## Your objective
Please return all of the records that follow, exactly as written.

## Input data
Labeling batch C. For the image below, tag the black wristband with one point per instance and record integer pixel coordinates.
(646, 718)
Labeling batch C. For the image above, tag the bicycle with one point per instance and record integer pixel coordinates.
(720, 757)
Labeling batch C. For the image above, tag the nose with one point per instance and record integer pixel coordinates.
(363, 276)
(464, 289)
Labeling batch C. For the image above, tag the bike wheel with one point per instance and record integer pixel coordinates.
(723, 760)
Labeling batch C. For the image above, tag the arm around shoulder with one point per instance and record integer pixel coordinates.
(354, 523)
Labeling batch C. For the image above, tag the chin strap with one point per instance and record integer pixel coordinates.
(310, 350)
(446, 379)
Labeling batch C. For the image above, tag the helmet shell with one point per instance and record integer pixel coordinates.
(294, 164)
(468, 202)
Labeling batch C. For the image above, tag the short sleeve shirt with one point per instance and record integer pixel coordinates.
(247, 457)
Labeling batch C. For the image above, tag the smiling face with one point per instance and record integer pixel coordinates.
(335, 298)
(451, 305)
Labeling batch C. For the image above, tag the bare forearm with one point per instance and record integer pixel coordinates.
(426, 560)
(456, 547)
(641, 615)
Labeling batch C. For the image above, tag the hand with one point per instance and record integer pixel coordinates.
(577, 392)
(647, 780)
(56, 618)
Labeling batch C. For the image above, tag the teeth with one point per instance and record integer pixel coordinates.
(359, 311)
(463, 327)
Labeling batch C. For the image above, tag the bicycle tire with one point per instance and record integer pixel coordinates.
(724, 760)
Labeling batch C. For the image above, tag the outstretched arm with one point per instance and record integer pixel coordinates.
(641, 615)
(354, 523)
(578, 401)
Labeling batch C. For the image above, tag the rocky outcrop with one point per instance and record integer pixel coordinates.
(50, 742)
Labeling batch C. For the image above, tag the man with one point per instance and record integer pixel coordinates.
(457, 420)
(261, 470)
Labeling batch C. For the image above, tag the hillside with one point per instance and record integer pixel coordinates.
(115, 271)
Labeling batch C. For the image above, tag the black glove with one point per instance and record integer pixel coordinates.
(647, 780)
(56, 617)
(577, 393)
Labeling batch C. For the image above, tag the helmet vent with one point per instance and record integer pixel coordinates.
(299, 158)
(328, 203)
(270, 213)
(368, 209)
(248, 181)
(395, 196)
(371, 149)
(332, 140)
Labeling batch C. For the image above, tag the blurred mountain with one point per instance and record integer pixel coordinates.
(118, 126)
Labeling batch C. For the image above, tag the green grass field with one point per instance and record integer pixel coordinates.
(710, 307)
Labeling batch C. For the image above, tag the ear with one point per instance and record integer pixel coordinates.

## Solution for this exercise
Labeling batch C. For the image below, tag the black wristband with one point per instance and record integer pixel coordinates.
(646, 718)
Labeling batch C. For the image above, tag the bicycle with one point per instance and record integer pixel coordinates.
(720, 757)
Labeling batch C. For the image above, tag the nose with one point per instance and record integer pixel coordinates.
(363, 276)
(464, 289)
Labeling batch C. For the image above, tag the bike wheel with one point per instance and record integer pixel coordinates.
(723, 760)
Labeling batch C. For the image above, tag the arm around shoulder with one point per instance and record integer pixel coordinates.
(354, 523)
Labeling batch C. For the image above, tag the chin strap with one point per instance and record integer pixel coordinates.
(310, 350)
(446, 379)
Labeling batch C. For the image above, tag the helmet shell with one point per instance and record integer pixel coordinates.
(294, 164)
(468, 202)
Labeling batch C. For the image above, tag the short sleeve shirt with one point per instance and record integer pixel coordinates.
(247, 457)
Labeling batch C. For the image above, tag the smiling face with one point per instance and record integer pixel coordinates.
(335, 298)
(451, 305)
Labeling batch C. For the image above, tag the bare forearm with one point per instance and record integer pixel coordinates.
(426, 560)
(456, 547)
(641, 615)
Labeling batch C. For the image above, tag the hand with one point per instance and record integer pixel coordinates.
(577, 392)
(647, 780)
(56, 618)
Labeling batch C. For the image above, tag the teeth with one point per instance and record integer pixel coordinates.
(359, 311)
(463, 327)
Labeling batch C. For the image above, tag the bicycle tire with one point per instance and record integer pixel coordinates.
(724, 760)
Labeling batch C. For the image above, tag the outstretched arm with one point per instance and record integer pixel coordinates.
(641, 615)
(354, 523)
(578, 401)
Labeling batch C. For the image above, tag the rocky outcrop with one point per instance and record integer pixel coordinates.
(50, 742)
Labeling batch C. For the image above, tag the man with one point per instance and record integer pixel coordinates.
(457, 420)
(261, 470)
Labeling batch C. For the image above, tag the hillside with one point per instance and record integer pixel coordinates.
(115, 271)
Labeling batch C. For the image above, tag the black glove with one point per instance and record integer pixel coordinates.
(647, 780)
(56, 617)
(577, 393)
Labeling batch C. For the image above, tag the helmet vent with one point per instance and record integer pixel coordinates.
(299, 158)
(328, 203)
(270, 213)
(368, 209)
(248, 181)
(395, 196)
(371, 149)
(332, 140)
Labeling batch C. For the image above, tag the blurred mountain with one point per instance and record integer pixel coordinates.
(118, 126)
Labeling batch C. For the image above, tag the green grass field with one point per instance and record integer pixel coordinates.
(710, 307)
Labeling batch C. For the image above, tag the ear with one point per instance and record integer pixel coordinates.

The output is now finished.